| THE INPUT |
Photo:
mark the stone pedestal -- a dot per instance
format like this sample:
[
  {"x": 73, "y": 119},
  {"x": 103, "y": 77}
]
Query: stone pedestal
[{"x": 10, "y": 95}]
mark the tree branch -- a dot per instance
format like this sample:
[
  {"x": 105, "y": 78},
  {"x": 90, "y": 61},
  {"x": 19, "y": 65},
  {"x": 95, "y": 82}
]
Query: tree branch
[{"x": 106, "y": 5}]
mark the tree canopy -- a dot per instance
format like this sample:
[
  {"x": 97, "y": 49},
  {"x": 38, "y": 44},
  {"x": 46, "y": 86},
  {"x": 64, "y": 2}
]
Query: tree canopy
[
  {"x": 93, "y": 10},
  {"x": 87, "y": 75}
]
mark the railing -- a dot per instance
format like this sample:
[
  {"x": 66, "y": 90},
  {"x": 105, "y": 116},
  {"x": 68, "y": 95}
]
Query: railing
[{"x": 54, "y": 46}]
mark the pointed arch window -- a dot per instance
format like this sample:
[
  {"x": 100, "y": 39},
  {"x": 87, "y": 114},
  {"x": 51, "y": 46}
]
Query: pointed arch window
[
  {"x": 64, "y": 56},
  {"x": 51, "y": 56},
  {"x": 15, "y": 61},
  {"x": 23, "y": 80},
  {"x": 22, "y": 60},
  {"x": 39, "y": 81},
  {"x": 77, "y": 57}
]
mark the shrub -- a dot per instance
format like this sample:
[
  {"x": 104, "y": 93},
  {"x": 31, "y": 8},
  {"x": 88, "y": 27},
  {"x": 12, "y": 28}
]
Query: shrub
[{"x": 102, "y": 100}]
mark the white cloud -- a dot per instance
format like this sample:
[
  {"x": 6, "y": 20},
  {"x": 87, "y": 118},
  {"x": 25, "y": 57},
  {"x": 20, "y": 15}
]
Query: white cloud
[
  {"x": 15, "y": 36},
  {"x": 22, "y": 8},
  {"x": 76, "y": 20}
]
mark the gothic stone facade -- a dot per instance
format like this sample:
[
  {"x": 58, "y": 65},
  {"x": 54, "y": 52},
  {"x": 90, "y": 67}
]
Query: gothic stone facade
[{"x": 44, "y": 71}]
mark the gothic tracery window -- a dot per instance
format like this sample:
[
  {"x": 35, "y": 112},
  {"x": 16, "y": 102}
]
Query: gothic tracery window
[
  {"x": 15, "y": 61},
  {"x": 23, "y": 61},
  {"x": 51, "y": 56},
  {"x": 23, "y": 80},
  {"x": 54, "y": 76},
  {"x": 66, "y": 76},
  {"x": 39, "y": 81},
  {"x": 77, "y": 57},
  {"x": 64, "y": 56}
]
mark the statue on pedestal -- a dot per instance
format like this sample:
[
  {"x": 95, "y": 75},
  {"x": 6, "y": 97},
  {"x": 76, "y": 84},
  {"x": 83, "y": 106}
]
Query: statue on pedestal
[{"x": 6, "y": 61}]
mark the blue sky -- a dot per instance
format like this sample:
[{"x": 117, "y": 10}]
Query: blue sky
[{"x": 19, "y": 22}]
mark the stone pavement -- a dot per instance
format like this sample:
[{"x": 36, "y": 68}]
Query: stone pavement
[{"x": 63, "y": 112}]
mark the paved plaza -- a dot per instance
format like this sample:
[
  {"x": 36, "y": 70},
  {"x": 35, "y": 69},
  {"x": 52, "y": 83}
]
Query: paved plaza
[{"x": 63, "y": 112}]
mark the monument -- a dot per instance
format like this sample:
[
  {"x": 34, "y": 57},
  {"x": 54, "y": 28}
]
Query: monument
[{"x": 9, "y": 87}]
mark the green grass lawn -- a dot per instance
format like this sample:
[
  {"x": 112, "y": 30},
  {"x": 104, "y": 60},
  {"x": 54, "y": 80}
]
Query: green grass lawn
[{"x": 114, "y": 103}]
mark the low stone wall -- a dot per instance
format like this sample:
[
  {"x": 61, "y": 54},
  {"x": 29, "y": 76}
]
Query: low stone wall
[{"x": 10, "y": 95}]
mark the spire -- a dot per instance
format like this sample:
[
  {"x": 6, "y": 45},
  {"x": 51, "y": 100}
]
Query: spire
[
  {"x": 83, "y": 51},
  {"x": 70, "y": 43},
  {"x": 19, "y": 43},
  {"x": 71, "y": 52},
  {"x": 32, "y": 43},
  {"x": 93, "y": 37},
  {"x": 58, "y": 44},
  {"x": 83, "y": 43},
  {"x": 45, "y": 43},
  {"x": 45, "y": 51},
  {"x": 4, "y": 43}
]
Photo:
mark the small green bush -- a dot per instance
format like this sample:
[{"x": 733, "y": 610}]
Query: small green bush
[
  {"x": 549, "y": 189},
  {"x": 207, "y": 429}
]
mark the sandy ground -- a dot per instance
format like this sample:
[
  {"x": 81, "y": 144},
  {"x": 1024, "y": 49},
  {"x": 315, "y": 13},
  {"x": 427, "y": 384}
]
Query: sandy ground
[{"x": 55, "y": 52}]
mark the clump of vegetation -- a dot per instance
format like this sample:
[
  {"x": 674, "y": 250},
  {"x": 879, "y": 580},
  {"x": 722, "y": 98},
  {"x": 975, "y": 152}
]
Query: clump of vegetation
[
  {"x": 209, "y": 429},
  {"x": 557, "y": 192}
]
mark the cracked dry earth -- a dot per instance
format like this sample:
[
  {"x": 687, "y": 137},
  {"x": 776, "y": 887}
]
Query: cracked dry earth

| JOB |
Reproduce the entries from the line holding "mark the monument -- a dot per instance" through the end of the entries, inclusive, leaving each request and its format sample unchanged. In the answers, scale every x and y coordinate by 2.2 and round it to a whole number, with halves rounded up.

| OUTPUT |
mark the monument -- a dot per instance
format like this sample:
[
  {"x": 34, "y": 57},
  {"x": 54, "y": 28}
]
Query: monument
[{"x": 20, "y": 191}]
mark the green grass lawn -- a dot per instance
format like this sample:
[
  {"x": 112, "y": 30},
  {"x": 104, "y": 60},
  {"x": 54, "y": 80}
]
Query: green grass lawn
[{"x": 251, "y": 227}]
mark the low stone wall -- a dot per instance
format like this sample:
[
  {"x": 61, "y": 54},
  {"x": 29, "y": 76}
]
Query: low stone wall
[{"x": 22, "y": 209}]
mark the spire -- a dot per instance
format like this sample:
[
  {"x": 6, "y": 45},
  {"x": 51, "y": 100}
]
Query: spire
[
  {"x": 183, "y": 112},
  {"x": 154, "y": 95},
  {"x": 42, "y": 95},
  {"x": 156, "y": 114},
  {"x": 70, "y": 95},
  {"x": 205, "y": 81},
  {"x": 128, "y": 97},
  {"x": 183, "y": 95},
  {"x": 99, "y": 95},
  {"x": 99, "y": 112},
  {"x": 9, "y": 95}
]
Photo:
mark the small green bush -- a dot per instance
format like this sample:
[{"x": 733, "y": 610}]
Query: small green bush
[
  {"x": 1208, "y": 416},
  {"x": 455, "y": 944}
]
mark the sandy ground -- a dot per instance
format like this sample:
[
  {"x": 81, "y": 144},
  {"x": 1024, "y": 49},
  {"x": 315, "y": 13},
  {"x": 427, "y": 384}
]
Query: sandy ground
[{"x": 121, "y": 114}]
mark the clump of vegetation -- a dot per instance
format like this sample:
[
  {"x": 674, "y": 250},
  {"x": 879, "y": 580},
  {"x": 722, "y": 98},
  {"x": 975, "y": 152}
]
Query: clump of vegetation
[
  {"x": 460, "y": 944},
  {"x": 1225, "y": 422}
]
mark the cracked dry earth -- a dot per instance
format like this sample:
[
  {"x": 687, "y": 137},
  {"x": 776, "y": 887}
]
Query: cracked dry earth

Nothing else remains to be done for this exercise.